#### [Textauszug]
++++
Die negativen Auswirkungen der niedrigen Rohstoffpreise haben Bayern erreicht: Siemens will in seiner im Freistaat stark vertretenen Antriebssparte bis zu 2000 Stellen einsparen, weltweit sind 2500 Mitarbeiter betroffen. Die Staatsregierung sagt den Beschäftigten in Ruhstorf an der Rott, Nürnberg, Bad Neustadt und Erlangen ihre Unterstützung zu.

Wirtschaftsministerin Ilse Aigner nannte die Pläne des Münchner Technologiekonzerns einen „schmerzlichen Prozess, der so sozialverträglich wie möglich ablaufen muss“. Sie sagte den Menschen ihre Unterstützung zu und verwies darauf, dass sie mit Siemens bereits darüber im Gespräch sei, wie betriebsbedingte Kündigungen vermieden und wo neue Perspektiven für die betroffenen Arbeitnehmer entwickelt werden können.
++++
#### [Arbeitsauftrag a]
Prüfen Sie, ob die folgenden Aussagen mit dem Text über den Stellenabbau bei Siemens übereinstimmen: (i) Weltweit sind 5000 Mitarbeiter betroffen. (ii) Die Staatsregierung sagt den Beschäftigten ihre Unterstützung zu. (iii) Ilse Aigner bezeichnete die Pläne als erfreulichen Prozess. Antworten Sie jeweils mit Ja oder Nein und belegen Sie die Antwort mit einem wörtlichen Zitat.
++++
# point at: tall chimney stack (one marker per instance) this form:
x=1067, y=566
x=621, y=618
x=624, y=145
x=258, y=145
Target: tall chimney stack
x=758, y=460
++++
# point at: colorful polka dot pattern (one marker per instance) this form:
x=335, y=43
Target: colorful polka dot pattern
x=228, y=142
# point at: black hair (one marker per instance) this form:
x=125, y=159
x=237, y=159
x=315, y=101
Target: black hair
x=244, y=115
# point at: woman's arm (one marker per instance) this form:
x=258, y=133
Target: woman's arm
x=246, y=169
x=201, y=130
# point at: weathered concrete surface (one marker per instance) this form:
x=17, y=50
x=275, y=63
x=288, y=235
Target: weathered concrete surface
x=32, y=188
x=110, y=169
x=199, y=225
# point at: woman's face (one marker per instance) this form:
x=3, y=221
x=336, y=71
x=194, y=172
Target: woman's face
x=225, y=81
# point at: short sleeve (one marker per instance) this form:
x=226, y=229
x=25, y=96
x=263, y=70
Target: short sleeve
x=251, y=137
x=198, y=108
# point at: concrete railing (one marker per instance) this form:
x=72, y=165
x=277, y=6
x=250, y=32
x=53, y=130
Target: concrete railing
++++
#### [Arbeitsauftrag b]
Tauschen Sie in den Datensätzen „tall chimney stack“ gegen „factory chimney“ aus, beginnend mit der Zeile mit „# point at: tall“ und weiter bis einschließlich der Zeile mit „x=758, y=460“. Geben Sie nur diese Zeilen wieder und lassen Sie alles andere unverändert.

#### [Vollständige Lösung a]
(i) Nein: „weltweit sind 2500 Mitarbeiter betroffen“
(ii) Ja: „Die Staatsregierung sagt den Beschäftigten in Ruhstorf an der Rott, Nürnberg, Bad Neustadt und Erlangen ihre Unterstützung zu“
(iii) Nein: „einen „schmerzlichen Prozess, der so sozialverträglich wie möglich ablaufen muss““

#### [Vollständige Lösung b]
# point at: factory chimney (one marker per instance) this form:
x=1067, y=566
x=621, y=618
x=624, y=145
x=258, y=145
Target: factory chimney
x=758, y=460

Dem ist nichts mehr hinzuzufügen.